Only the lines from the start of the data through the line containing "the man in this photo." should be written out, exactly as they are, with both ends included and the pictures left out.

Natural language region descriptions:
····················
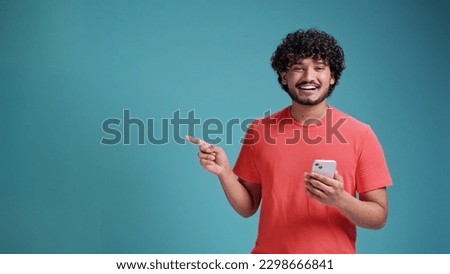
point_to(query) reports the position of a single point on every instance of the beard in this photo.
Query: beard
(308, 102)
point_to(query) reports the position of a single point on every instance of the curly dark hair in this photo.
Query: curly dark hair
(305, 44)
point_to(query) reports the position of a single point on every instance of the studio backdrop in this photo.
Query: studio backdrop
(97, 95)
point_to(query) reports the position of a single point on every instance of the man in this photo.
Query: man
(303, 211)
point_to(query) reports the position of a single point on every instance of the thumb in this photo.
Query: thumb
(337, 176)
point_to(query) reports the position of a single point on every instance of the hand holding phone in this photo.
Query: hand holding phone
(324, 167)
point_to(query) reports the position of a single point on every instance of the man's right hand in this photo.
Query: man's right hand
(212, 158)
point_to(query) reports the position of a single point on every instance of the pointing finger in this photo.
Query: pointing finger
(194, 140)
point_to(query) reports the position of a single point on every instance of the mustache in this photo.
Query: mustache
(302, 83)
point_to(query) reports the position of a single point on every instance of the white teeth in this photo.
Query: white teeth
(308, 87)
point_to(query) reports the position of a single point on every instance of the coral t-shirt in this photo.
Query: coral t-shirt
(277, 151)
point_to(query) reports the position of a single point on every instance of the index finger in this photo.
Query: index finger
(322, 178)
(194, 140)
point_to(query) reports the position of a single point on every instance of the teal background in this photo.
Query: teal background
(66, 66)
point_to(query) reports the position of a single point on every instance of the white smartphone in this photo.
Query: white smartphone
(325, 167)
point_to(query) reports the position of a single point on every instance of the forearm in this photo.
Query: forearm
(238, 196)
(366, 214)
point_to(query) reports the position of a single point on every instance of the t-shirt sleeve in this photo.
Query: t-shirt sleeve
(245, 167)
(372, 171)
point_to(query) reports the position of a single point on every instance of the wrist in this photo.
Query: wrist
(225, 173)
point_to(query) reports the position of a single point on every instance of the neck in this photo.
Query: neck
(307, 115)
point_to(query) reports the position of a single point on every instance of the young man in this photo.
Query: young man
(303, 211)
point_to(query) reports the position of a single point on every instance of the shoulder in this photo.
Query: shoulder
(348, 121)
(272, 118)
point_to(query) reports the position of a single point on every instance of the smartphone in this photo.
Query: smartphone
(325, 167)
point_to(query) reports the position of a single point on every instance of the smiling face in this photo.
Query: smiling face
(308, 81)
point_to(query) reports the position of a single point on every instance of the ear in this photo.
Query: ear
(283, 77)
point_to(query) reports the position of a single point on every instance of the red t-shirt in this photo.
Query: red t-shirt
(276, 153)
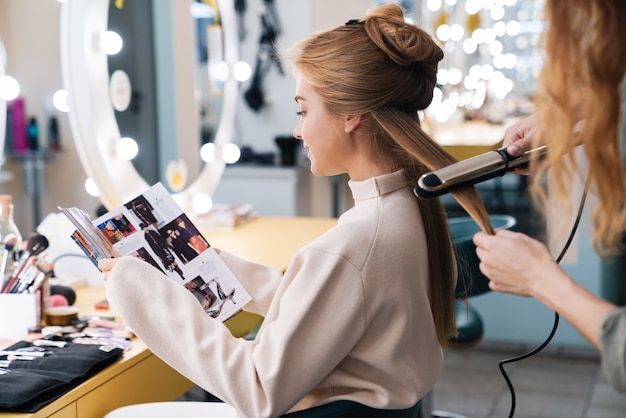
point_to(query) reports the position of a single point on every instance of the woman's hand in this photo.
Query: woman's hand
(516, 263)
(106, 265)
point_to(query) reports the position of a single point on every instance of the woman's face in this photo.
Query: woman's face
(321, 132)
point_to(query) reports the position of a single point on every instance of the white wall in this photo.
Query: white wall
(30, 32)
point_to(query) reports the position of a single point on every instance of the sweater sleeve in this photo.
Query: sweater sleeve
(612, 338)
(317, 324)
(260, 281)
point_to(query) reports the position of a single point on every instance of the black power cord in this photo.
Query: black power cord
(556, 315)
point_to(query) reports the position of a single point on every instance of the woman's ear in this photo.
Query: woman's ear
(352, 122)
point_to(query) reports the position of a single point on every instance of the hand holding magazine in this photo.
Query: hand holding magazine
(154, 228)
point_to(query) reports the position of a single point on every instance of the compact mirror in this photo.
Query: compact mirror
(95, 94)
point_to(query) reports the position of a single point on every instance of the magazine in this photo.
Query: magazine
····················
Result for this task:
point_to(query) reports the position of a single point on every instance of the beard in this photo.
Query: beard
(308, 102)
point_to(query) reports the position of a single point on every instance of the curly dark hair in this photo.
Query: curly dark hair
(305, 44)
point_to(query) reports the position of a single point on every instance of the studio backdrop in this photo.
Query: studio backdrop
(97, 95)
point_to(query) reports the position of a single point on every instance of the man in this photo.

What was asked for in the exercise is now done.